Extract provided:
In a second weapons case that went to trial last week in Los Angeles, a federal jury on Thursday convicted Samir Fouad Benamor, 48, of Torrance, of being a convicted felon who unlawfully possessed a shotgun in violation of federal law. He was convicted after a three-day trial and will be sentenced on June 5 by United States District Judge S. James Otero. At sentencing, Benamor – who has been previously convicted of six different felonies, including domestic violence, drug trafficking and illegal firearms possessiom – will face a statutory maximum penalty of 10 years in federal prison.
The evidence at Benamor’s trial showed that on June 2, 2016, law enforcement officers with the Torrance Police Department conducted a post-release community supervision search of Benamor’s residence and vehicle in Torrance. During the search of Benamor’s vehicle, a Torrance Police Department Detective located a shotgun under the seat of the vehicle. As Benamor had previously sustained a felony conviction, he was prohibited under federal law from possessing the shotgun in his vehicle. Benamor admitted to another Detective that he unlawfully possessed the shotgun, but claimed that he intended to sell it.

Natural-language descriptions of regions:
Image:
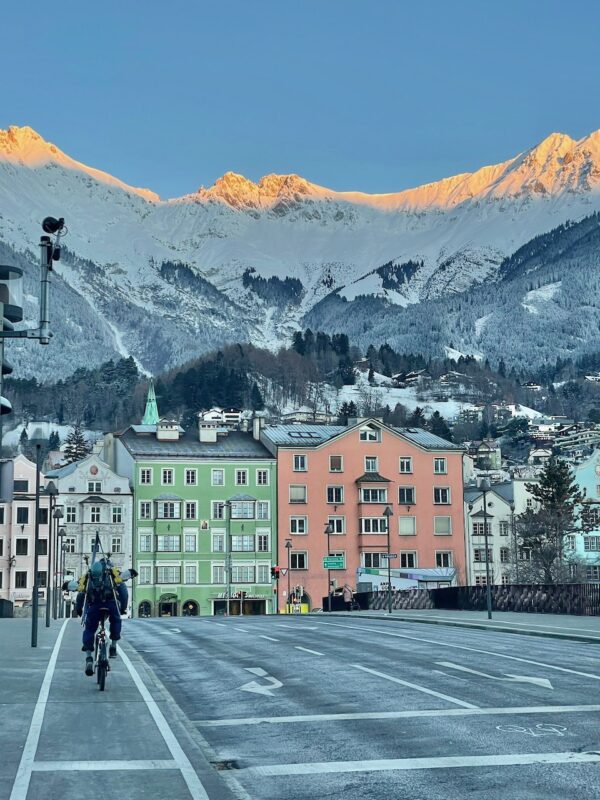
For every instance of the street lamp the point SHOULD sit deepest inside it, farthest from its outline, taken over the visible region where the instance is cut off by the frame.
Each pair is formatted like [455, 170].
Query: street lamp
[288, 547]
[328, 532]
[387, 514]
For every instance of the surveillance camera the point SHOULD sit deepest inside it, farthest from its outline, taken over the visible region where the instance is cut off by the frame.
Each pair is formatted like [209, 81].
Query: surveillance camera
[52, 225]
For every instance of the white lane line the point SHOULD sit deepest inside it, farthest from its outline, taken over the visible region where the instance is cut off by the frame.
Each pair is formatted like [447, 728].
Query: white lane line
[447, 762]
[306, 650]
[434, 712]
[470, 649]
[193, 782]
[23, 776]
[423, 689]
[88, 766]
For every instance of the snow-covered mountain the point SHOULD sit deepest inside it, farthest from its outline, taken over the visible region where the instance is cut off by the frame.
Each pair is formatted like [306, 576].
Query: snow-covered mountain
[164, 280]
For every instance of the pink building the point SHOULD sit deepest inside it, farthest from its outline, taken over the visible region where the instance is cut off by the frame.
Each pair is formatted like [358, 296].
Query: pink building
[17, 531]
[348, 476]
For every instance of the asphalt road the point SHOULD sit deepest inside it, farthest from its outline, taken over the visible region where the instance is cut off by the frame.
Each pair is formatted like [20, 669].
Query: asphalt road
[355, 708]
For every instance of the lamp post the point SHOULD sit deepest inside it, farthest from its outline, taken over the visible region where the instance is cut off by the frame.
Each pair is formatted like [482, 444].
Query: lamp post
[288, 547]
[387, 513]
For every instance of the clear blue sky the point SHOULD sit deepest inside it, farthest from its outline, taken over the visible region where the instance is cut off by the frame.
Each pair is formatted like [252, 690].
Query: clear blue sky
[376, 95]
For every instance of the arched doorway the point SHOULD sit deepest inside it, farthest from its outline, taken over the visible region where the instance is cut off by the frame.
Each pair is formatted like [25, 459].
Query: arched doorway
[145, 609]
[189, 608]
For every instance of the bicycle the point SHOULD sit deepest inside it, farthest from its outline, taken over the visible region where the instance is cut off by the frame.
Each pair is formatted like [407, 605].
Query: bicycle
[101, 662]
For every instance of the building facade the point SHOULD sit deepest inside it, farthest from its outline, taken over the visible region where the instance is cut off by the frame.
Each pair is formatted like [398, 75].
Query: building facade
[346, 477]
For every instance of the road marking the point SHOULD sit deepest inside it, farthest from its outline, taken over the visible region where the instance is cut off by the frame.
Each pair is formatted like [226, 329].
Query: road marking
[87, 766]
[445, 762]
[543, 682]
[192, 781]
[306, 650]
[470, 649]
[382, 715]
[23, 776]
[416, 686]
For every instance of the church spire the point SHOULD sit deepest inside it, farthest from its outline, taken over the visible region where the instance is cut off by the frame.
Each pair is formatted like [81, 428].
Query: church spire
[151, 413]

What needs to be done: Quote the whole report above on Samir Fouad Benamor's shotgun conviction, word for word.

Written response:
In a second weapons case that went to trial last week in Los Angeles, a federal jury on Thursday convicted Samir Fouad Benamor, 48, of Torrance, of being a convicted felon who unlawfully possessed a shotgun in violation of federal law. He was convicted after a three-day trial and will be sentenced on June 5 by United States District Judge S. James Otero. At sentencing, Benamor – who has been previously convicted of six different felonies, including domestic violence, drug trafficking and illegal firearms possessiom – will face a statutory maximum penalty of 10 years in federal prison.
The evidence at Benamor’s trial showed that on June 2, 2016, law enforcement officers with the Torrance Police Department conducted a post-release community supervision search of Benamor’s residence and vehicle in Torrance. During the search of Benamor’s vehicle, a Torrance Police Department Detective located a shotgun under the seat of the vehicle. As Benamor had previously sustained a felony conviction, he was prohibited under federal law from possessing the shotgun in his vehicle. Benamor admitted to another Detective that he unlawfully possessed the shotgun, but claimed that he intended to sell it.